### Data supplied
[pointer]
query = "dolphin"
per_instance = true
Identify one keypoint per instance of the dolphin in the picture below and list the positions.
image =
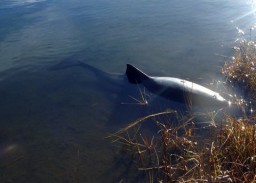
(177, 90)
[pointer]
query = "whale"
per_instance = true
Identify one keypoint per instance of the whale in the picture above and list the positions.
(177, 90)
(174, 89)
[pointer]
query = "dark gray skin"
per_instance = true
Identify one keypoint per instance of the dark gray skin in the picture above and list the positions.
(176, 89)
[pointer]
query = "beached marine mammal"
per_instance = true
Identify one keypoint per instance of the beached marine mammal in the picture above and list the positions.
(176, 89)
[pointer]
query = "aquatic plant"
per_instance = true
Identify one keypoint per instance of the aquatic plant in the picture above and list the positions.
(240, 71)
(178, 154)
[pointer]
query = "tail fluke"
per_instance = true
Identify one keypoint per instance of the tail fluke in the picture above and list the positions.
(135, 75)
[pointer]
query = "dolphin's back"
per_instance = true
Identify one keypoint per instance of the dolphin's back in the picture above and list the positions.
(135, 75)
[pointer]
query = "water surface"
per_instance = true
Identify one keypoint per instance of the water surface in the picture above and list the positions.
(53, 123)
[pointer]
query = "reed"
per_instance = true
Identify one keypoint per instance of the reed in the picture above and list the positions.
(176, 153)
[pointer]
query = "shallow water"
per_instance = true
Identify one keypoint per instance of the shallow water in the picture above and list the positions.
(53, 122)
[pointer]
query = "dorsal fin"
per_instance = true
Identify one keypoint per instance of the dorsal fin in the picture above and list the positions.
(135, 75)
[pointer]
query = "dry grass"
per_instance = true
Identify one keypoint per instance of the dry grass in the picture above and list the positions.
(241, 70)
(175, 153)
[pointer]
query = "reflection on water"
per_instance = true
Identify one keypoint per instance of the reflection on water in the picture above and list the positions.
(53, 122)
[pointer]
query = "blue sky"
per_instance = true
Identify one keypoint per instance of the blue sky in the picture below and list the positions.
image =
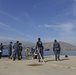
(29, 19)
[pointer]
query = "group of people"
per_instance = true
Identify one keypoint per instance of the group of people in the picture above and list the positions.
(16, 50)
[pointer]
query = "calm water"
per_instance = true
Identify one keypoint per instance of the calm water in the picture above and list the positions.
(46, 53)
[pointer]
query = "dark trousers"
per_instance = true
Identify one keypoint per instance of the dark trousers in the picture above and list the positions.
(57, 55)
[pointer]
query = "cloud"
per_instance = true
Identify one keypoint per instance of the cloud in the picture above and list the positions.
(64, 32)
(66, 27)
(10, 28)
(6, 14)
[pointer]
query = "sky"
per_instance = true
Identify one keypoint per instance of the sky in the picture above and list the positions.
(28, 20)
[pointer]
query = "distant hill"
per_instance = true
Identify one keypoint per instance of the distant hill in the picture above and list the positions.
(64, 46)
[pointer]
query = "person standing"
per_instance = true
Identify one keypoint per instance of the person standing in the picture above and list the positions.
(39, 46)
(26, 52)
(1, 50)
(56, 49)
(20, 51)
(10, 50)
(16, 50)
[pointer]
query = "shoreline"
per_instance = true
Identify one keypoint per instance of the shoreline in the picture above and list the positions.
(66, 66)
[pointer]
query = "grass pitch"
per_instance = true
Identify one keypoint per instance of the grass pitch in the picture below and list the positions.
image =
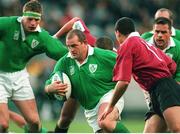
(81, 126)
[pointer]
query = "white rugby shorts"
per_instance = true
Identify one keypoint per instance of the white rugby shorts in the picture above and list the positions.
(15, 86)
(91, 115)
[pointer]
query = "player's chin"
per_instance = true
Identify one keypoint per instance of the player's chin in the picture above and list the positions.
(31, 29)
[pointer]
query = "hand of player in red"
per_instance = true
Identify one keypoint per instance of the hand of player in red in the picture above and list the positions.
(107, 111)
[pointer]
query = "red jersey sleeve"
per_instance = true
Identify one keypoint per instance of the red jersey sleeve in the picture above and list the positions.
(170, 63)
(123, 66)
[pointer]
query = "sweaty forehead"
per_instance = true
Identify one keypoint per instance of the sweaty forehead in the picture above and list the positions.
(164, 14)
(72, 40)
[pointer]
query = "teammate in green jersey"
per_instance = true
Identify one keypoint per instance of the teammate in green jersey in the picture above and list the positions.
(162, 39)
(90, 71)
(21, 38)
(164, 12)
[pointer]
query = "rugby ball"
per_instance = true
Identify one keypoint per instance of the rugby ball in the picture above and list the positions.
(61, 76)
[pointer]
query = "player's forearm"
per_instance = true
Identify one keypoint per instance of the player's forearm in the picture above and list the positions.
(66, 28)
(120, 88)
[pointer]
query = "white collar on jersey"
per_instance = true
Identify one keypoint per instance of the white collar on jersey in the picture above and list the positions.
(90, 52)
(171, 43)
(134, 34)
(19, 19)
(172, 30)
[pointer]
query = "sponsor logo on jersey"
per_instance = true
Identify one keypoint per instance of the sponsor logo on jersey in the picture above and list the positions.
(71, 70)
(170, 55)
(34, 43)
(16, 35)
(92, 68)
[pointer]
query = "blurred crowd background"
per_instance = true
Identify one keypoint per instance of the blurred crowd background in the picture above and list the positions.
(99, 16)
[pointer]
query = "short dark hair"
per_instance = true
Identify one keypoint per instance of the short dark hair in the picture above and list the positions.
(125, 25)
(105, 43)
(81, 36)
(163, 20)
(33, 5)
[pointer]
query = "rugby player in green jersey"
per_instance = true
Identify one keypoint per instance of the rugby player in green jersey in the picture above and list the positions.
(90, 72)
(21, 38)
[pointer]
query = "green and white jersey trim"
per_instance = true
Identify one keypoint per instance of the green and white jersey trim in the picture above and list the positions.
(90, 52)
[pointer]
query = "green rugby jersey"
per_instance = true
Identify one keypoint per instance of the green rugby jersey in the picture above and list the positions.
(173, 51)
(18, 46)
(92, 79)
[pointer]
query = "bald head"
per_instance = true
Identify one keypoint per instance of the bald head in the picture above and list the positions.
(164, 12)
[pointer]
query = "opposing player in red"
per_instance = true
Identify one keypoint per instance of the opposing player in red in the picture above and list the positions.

* * *

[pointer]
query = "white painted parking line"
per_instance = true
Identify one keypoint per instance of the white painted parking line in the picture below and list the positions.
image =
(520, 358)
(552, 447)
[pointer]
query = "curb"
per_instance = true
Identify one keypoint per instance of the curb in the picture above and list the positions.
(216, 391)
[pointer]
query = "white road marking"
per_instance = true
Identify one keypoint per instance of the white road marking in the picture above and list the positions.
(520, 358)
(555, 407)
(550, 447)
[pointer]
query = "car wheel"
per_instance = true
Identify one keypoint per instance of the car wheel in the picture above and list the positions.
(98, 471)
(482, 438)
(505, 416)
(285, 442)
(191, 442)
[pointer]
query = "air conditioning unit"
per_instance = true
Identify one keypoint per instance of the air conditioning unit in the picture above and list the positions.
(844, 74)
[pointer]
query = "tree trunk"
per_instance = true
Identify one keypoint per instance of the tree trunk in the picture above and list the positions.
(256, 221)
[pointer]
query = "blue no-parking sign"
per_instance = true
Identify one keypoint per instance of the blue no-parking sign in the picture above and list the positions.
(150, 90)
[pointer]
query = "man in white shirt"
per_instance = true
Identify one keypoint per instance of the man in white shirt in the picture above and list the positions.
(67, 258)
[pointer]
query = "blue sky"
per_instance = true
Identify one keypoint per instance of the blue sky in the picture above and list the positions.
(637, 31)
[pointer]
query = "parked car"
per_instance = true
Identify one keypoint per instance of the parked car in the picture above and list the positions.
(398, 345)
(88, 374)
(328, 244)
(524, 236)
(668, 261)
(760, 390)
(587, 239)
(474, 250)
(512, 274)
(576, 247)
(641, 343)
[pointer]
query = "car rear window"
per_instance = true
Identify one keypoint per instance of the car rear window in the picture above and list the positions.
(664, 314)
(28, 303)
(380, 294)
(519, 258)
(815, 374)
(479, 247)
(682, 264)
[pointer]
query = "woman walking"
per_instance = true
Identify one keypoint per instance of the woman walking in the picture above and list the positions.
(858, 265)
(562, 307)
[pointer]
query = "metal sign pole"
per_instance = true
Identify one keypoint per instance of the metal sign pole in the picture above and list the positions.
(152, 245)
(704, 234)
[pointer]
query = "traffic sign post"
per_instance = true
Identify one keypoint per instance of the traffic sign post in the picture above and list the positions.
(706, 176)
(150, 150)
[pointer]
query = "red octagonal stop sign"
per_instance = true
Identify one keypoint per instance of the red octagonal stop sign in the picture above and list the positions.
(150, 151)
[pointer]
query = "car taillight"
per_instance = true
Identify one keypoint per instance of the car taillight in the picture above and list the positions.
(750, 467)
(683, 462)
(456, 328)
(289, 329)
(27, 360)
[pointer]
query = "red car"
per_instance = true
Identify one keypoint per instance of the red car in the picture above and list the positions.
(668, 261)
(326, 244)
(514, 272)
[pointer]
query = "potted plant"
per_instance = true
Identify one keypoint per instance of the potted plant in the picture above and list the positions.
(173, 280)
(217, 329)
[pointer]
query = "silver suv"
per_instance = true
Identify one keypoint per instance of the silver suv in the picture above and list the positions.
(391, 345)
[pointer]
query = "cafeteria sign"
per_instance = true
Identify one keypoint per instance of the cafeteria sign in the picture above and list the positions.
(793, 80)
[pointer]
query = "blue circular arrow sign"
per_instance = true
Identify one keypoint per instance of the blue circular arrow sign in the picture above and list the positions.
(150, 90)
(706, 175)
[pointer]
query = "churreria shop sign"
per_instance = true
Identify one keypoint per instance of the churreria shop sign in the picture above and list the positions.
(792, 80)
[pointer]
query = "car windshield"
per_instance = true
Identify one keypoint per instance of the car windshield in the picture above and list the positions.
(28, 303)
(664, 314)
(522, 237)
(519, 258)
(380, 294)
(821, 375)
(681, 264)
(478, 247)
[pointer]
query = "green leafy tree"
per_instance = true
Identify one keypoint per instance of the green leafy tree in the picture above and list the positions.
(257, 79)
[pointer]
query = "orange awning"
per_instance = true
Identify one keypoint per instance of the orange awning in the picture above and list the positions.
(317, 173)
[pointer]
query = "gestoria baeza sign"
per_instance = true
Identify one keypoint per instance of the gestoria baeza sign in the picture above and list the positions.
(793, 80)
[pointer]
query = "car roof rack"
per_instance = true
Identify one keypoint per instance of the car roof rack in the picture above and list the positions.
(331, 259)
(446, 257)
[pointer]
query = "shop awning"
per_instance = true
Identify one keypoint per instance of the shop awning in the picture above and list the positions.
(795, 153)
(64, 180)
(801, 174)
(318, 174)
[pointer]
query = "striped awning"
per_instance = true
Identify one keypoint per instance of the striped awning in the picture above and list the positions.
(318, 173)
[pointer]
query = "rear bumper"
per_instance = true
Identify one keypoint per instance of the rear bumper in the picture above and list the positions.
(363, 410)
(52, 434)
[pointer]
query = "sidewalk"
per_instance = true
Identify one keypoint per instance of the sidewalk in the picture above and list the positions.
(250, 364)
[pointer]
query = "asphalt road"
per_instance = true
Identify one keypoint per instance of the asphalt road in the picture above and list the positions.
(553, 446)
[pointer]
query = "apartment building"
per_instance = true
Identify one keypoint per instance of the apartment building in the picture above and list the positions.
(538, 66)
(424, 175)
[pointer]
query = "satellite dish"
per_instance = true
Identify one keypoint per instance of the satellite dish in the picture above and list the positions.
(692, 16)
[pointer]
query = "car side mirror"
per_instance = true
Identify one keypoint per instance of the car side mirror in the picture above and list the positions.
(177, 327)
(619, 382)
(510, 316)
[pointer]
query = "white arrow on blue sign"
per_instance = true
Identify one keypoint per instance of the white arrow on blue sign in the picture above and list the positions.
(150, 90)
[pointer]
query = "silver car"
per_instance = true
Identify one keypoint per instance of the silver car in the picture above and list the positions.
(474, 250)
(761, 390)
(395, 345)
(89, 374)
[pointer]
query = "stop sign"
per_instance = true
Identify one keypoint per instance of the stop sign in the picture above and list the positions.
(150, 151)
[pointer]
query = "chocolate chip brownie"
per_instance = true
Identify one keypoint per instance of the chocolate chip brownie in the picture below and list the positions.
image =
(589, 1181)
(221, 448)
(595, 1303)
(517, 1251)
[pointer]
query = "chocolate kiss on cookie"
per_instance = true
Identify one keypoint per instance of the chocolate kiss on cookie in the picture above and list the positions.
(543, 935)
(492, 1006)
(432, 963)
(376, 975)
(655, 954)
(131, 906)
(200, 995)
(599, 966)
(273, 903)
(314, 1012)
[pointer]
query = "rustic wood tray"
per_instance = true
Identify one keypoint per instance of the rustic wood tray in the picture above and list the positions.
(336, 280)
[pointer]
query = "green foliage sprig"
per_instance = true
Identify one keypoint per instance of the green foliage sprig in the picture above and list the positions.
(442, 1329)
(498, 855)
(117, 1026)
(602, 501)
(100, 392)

---

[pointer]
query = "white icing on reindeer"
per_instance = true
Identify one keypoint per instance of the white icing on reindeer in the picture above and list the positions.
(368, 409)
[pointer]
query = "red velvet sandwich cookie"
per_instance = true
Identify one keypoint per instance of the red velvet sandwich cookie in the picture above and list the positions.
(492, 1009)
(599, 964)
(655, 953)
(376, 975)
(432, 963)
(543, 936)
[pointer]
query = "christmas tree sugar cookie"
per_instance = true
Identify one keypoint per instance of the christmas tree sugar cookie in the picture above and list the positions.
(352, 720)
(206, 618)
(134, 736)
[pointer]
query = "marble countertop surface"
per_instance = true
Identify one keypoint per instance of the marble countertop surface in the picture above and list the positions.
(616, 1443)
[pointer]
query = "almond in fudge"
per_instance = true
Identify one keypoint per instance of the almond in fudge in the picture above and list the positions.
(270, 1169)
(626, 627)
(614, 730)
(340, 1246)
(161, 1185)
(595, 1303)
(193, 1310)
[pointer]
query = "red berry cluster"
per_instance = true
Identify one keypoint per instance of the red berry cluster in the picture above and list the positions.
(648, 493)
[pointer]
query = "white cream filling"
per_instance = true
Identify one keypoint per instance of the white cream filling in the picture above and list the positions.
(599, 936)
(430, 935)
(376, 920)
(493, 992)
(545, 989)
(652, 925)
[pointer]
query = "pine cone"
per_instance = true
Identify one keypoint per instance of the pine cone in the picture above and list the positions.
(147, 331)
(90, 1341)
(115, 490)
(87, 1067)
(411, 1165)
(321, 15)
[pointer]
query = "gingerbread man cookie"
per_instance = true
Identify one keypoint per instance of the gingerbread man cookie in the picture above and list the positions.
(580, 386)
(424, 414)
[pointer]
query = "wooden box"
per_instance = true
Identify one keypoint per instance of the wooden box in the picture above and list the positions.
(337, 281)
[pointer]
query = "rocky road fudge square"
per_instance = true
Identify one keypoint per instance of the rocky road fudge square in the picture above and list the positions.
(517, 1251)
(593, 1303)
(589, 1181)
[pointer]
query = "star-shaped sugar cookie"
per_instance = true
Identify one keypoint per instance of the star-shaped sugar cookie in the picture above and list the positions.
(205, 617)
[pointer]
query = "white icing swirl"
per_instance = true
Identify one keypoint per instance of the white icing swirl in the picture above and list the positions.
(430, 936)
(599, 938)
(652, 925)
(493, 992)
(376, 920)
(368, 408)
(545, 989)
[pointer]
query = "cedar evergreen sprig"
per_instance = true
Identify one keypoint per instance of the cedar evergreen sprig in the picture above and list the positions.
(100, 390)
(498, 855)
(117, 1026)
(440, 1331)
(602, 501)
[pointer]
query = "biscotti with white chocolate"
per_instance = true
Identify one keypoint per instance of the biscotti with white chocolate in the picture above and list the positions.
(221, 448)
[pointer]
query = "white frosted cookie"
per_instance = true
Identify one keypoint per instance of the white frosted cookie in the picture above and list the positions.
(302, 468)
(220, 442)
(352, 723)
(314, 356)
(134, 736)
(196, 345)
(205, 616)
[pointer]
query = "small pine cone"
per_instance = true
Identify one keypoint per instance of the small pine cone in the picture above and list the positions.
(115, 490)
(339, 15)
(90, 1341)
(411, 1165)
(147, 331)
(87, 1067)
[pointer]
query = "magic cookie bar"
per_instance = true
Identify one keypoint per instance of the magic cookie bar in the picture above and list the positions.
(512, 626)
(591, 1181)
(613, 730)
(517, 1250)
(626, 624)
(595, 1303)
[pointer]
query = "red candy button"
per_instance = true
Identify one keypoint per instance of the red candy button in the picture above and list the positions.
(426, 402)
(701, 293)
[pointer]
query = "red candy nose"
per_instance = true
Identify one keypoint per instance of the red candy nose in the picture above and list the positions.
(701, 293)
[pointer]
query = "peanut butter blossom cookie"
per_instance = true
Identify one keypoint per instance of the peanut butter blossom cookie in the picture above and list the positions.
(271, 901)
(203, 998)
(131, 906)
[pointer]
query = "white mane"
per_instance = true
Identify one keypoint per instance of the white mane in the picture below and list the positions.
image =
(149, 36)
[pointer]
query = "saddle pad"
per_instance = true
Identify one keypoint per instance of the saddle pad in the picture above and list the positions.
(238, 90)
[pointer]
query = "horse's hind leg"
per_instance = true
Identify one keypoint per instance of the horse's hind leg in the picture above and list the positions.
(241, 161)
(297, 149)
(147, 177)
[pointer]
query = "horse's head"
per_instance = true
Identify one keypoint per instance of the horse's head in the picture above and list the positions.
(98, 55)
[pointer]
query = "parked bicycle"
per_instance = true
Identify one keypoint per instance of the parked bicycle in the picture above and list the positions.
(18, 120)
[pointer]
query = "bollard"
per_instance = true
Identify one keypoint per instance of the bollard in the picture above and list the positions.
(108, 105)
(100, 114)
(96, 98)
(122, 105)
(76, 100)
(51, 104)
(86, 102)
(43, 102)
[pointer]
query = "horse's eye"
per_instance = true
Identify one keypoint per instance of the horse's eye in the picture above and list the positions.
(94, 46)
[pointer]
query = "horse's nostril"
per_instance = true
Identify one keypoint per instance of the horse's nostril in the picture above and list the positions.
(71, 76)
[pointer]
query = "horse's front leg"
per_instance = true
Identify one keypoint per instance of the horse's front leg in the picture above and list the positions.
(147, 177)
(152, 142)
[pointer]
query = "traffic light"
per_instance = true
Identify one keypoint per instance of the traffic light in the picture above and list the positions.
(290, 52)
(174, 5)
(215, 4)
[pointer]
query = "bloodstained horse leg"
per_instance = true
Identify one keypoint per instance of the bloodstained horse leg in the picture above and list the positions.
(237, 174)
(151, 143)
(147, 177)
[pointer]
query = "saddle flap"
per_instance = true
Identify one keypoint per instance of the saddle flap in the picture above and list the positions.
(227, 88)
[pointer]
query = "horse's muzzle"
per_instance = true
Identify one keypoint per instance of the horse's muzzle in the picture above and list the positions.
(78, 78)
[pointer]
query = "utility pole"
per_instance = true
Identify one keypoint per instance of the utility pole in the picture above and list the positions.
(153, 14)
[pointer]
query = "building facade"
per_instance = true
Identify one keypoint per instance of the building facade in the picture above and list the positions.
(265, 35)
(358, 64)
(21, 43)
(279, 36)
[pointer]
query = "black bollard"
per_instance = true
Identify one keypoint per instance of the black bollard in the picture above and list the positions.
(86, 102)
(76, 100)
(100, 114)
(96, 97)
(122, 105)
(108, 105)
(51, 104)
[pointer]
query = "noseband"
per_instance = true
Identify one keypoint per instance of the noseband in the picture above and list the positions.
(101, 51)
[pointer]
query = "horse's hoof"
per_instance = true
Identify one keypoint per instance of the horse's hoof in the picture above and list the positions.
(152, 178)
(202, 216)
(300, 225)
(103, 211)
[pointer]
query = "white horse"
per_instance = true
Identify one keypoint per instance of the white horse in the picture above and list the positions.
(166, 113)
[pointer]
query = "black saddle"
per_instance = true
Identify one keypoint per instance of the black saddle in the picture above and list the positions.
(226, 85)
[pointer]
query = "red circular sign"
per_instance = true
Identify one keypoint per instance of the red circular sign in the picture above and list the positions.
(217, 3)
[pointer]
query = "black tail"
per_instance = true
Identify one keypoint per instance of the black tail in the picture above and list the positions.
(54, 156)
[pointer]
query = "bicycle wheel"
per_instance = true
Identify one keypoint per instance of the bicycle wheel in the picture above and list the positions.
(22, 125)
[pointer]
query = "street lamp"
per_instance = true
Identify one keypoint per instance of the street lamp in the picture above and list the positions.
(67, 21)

### Assignment
Find all lines in the records that hold the word "below". Copy them.

### Completed task
Identify one keypoint per instance of the dolphin in the picture below and list the positions.
Identify one keypoint per instance of the blue sky in the picture below and list the positions.
Identify one keypoint per instance of the grass pitch in the picture below and list the positions.
Identify one keypoint per instance of the white painted parking line in the picture below and list the positions.
Identify one keypoint per instance of the chocolate chip brownie in the picture below and list the positions.
Identify one keypoint per instance of the white mane in the picture below and list the positions.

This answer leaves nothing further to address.